== Selected excerpt ==

Skip to main content
ARS Home » Midwest Area » Ames, Iowa » National Animal Disease Center » Virus and Prion Research » Research » Publications at this Location » Publication #302458

Research Project: INTERVENTION STRATEGIES TO CONTROL VIRAL DISEASES OF SWINE

Location: Virus and Prion Research

Title: Immune response to influenza A virus hemagglutinin protein is sufficient to induce vaccine-associated enhanced respiratory disease

Author
item RAJÃO, DANIELA - Non ARS Employee
item Loving, Crystal
item GAUGER, PHILLIP - Iowa State University
item Kitikoon, Pravina
item Vincent, Amy

Submitted to: American Society for Virology Meeting
Publication Type: Abstract Only
Publication Acceptance Date: 4/14/2014
Publication Date: 6/21/2014
Citation: Rajão, D.S., Loving, C.L., Gauger, P.C., Kitikoon, P., Vincent, A.L. 2014. Immune response to influenza A virus hemagglutinin protein is sufficient to induce vaccine-associated enhanced respiratory disease. American Society for Virology 33rd Annual Meeting. p. 199.

===
== Given data ==

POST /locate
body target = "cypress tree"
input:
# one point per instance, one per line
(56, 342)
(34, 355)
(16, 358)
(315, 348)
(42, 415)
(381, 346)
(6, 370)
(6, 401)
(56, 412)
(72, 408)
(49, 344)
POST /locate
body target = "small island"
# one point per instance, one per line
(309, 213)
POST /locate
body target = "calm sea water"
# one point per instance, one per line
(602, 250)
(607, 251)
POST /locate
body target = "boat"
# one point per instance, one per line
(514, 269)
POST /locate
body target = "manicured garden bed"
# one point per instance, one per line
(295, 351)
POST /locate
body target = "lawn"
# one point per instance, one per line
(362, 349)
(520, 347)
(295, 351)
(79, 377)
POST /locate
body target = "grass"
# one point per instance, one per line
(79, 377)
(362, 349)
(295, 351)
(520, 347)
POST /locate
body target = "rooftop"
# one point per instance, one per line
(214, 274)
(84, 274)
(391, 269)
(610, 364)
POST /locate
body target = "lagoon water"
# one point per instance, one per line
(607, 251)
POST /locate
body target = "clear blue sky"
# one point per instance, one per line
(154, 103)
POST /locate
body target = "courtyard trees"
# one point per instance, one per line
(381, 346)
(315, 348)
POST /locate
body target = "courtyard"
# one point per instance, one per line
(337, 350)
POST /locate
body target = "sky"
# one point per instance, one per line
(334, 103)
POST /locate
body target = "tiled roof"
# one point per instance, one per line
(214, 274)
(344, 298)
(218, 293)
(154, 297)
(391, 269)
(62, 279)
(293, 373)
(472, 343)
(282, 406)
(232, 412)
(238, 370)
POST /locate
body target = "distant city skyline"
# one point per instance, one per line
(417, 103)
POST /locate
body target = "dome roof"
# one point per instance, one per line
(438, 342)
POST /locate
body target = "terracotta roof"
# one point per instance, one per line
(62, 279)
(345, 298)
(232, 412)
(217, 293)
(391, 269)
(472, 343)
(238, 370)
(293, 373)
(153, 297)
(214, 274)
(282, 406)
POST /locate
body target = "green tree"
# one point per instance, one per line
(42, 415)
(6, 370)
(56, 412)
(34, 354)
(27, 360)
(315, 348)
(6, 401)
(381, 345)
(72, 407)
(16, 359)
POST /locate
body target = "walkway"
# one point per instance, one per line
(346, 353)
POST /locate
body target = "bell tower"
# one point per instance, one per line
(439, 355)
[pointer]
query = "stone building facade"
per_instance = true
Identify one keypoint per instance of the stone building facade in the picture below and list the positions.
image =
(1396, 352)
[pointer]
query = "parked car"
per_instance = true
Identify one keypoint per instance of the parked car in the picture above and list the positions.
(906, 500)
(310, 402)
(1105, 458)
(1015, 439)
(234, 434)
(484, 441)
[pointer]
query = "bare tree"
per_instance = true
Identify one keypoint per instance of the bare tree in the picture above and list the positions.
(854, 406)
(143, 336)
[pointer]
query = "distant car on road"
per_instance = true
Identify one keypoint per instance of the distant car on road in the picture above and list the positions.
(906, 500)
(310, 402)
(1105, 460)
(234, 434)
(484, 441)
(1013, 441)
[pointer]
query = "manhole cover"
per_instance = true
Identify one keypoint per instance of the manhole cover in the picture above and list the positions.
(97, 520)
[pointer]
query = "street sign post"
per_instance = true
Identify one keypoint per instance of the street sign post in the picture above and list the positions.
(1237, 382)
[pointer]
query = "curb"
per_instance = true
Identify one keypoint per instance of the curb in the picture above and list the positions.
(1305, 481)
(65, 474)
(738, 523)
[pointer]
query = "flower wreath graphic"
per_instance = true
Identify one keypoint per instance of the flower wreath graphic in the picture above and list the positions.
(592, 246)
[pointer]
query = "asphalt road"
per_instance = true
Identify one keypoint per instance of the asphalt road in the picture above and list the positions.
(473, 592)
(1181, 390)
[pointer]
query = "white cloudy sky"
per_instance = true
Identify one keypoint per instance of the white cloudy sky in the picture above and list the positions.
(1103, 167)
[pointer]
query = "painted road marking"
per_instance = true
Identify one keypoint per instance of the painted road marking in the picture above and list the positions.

===

## Exercise instructions
A. According to the publication record, which institution is Phillip Gauger affiliated with?
B. Swap "hemagglutinin" for "neuraminidase" and write out the publication record from "Title: Immune response" to "Meeting. p. 199.".
These lines have no connection to the publication record.

## Task-by-task answers
A. Iowa State University

B.
Title: Immune response to influenza A virus neuraminidase protein is sufficient to induce vaccine-associated enhanced respiratory disease

Author
item RAJÃO, DANIELA - Non ARS Employee
item Loving, Crystal
item GAUGER, PHILLIP - Iowa State University
item Kitikoon, Pravina
item Vincent, Amy

Submitted to: American Society for Virology Meeting
Publication Type: Abstract Only
Publication Acceptance Date: 4/14/2014
Publication Date: 6/21/2014
Citation: Rajão, D.S., Loving, C.L., Gauger, P.C., Kitikoon, P., Vincent, A.L. 2014. Immune response to influenza A virus neuraminidase protein is sufficient to induce vaccine-associated enhanced respiratory disease. American Society for Virology 33rd Annual Meeting. p. 199.